[Source data]
━━━━

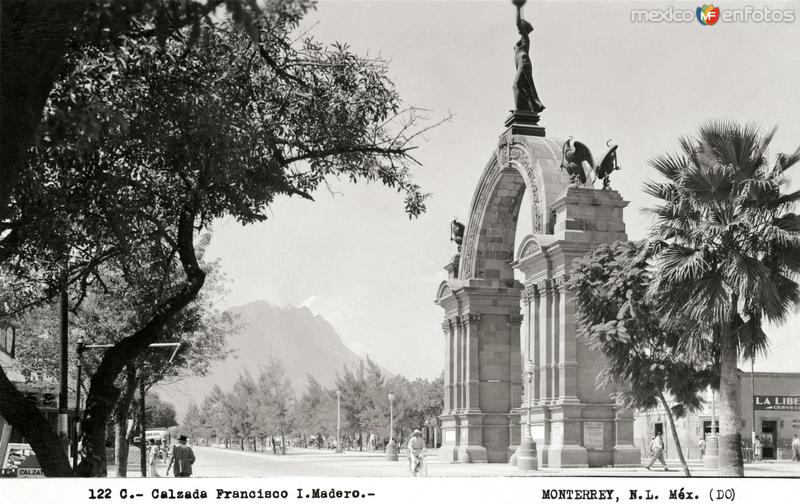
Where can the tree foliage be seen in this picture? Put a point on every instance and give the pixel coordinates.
(142, 148)
(646, 356)
(726, 244)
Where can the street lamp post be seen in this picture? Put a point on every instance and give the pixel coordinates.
(712, 442)
(79, 348)
(338, 421)
(391, 448)
(526, 456)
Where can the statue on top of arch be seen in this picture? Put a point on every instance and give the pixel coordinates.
(578, 162)
(526, 99)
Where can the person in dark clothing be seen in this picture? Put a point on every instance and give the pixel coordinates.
(183, 457)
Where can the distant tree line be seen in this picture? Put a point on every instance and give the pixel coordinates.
(262, 412)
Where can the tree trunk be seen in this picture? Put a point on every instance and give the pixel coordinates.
(674, 433)
(103, 395)
(25, 417)
(729, 461)
(121, 414)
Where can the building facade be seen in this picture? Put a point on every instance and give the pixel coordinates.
(768, 401)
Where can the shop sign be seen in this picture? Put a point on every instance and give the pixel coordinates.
(777, 403)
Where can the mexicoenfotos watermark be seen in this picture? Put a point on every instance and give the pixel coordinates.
(709, 15)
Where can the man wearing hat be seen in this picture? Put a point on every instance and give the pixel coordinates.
(183, 457)
(416, 445)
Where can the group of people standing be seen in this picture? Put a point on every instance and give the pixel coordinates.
(181, 460)
(657, 450)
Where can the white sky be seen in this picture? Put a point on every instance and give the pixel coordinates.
(356, 259)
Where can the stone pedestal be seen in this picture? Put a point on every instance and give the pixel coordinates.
(391, 451)
(712, 451)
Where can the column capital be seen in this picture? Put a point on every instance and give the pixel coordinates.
(544, 287)
(529, 293)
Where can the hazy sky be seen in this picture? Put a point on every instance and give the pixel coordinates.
(356, 258)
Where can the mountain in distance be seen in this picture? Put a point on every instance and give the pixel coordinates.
(304, 343)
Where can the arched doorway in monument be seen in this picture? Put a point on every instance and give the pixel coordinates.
(496, 327)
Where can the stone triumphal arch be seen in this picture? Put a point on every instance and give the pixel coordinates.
(496, 328)
(511, 347)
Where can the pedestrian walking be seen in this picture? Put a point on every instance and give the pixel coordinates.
(657, 452)
(183, 457)
(152, 458)
(757, 449)
(416, 447)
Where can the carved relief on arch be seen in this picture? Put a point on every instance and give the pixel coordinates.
(514, 157)
(443, 291)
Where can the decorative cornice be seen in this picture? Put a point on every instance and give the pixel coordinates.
(544, 287)
(529, 293)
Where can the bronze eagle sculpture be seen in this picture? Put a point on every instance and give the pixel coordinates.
(577, 161)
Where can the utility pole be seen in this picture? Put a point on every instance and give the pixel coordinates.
(63, 393)
(143, 430)
(81, 345)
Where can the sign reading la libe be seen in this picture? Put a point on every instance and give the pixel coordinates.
(773, 402)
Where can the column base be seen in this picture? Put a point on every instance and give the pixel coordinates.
(526, 456)
(626, 456)
(472, 454)
(567, 456)
(448, 453)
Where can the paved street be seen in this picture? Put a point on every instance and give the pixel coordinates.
(215, 462)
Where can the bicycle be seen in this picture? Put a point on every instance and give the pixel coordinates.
(419, 468)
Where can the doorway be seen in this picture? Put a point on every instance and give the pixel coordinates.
(769, 430)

━━━━

- STATED PROBLEM -
Can you output all of the lines above as a JSON list of strings, one string per line, with blank lines skipped and the pictures left out?

- EXERCISE RESPONSE -
[
  "Where can the tree foliage be seen in this picture? Put a point on every instance and give the pixel coordinates.",
  "(142, 148)",
  "(646, 356)",
  "(726, 244)",
  "Where can the street lamp post be seen in this picture? Put a point on every instance and give the pixel coordinates.",
  "(712, 442)",
  "(79, 348)",
  "(338, 421)",
  "(391, 448)",
  "(526, 456)",
  "Where can the statue on top of arch be seen in this picture? Put a point on every instance and give the pixel coordinates.",
  "(578, 162)",
  "(526, 99)",
  "Where can the person in dark clothing be seen in this picture? Put a point on every instance and give the pixel coordinates.",
  "(183, 457)",
  "Where can the distant tree line be seen in this picture? Put a point on every instance and give the pixel coordinates.",
  "(262, 412)",
  "Where can the tree trunk be seen in this picture? Put a point on every instance and give the pixel coordinates.",
  "(674, 433)",
  "(103, 395)",
  "(25, 417)",
  "(729, 461)",
  "(121, 414)",
  "Where can the building facade be seen in this picture? Put a point on every instance and give the pixel coordinates.",
  "(768, 401)",
  "Where can the shop sign be seen in this picture? Put a point on every instance and give the pixel coordinates.",
  "(777, 403)",
  "Where can the mexicoenfotos watermark be seen in this picture? Put a point on every instance and give the pixel coordinates.",
  "(709, 15)",
  "Where can the man wearing hat be seen in this picture? Put a point on every instance and give the pixel coordinates.",
  "(183, 457)",
  "(416, 445)",
  "Where can the group of people standing be seen in this picture? Put a point on every instance and give the pixel coordinates.",
  "(181, 460)",
  "(657, 450)",
  "Where can the white sky be seen in this picture? Put a point on every instance and give the pixel coordinates.",
  "(356, 259)",
  "Where can the stone pedestal be seen in this picture? Put a point on every instance and give the pixel coordinates.",
  "(391, 451)",
  "(712, 451)",
  "Where can the column capital be seen in this picture? Put a point on every instance and give the pixel coordinates.",
  "(544, 287)",
  "(529, 293)",
  "Where can the hazy sky be seen in this picture? Put a point on every instance and give the pixel coordinates.",
  "(356, 258)",
  "Where can the mountain in distance be seen in this picture? Put a point on every instance and give the pixel coordinates.",
  "(304, 343)",
  "Where can the arched doorway in monument be seen in this picture? Put a point on every instance and give the pixel coordinates.",
  "(496, 327)",
  "Where can the stone triumphal arch be seen in this picture? Put a point on every instance and give the pixel coordinates.",
  "(496, 328)",
  "(511, 347)",
  "Where can the pedestrian walking be seen in this picture? Put a point on every instance and give the pixel coordinates.",
  "(657, 452)",
  "(183, 457)",
  "(152, 458)",
  "(757, 449)",
  "(416, 447)",
  "Where can the carved relief on arch be seen in this picture? Put a point on every instance and give the pixel coordinates.",
  "(514, 157)",
  "(443, 291)",
  "Where can the decorative cornice be seen in this picture? Put a point on every instance and give the pixel coordinates.",
  "(544, 287)",
  "(529, 293)",
  "Where can the bronze eagle sculpture be seen in this picture? Put a point on every instance and give the pixel coordinates.",
  "(577, 161)",
  "Where can the utility pole be seen in this picture? Put a point on every instance and give the pixel coordinates.",
  "(63, 393)",
  "(143, 430)",
  "(81, 345)",
  "Where can the sign reading la libe be seen in this picture? Put a point on every instance and give the pixel coordinates.",
  "(773, 402)",
  "Where can the column base be seen in this picture? Put a point on every instance and give the pixel coordinates.",
  "(526, 456)",
  "(626, 456)",
  "(472, 454)",
  "(567, 456)",
  "(448, 453)",
  "Where can the paved street be seen in this picture? Put a point on every instance and give the pixel coordinates.",
  "(215, 462)",
  "Where can the bicycle be seen in this picture? Put a point on every instance and give the pixel coordinates.",
  "(419, 468)",
  "Where can the doorway be seen in this picture? Put a point on every instance and give the pixel coordinates.",
  "(769, 430)"
]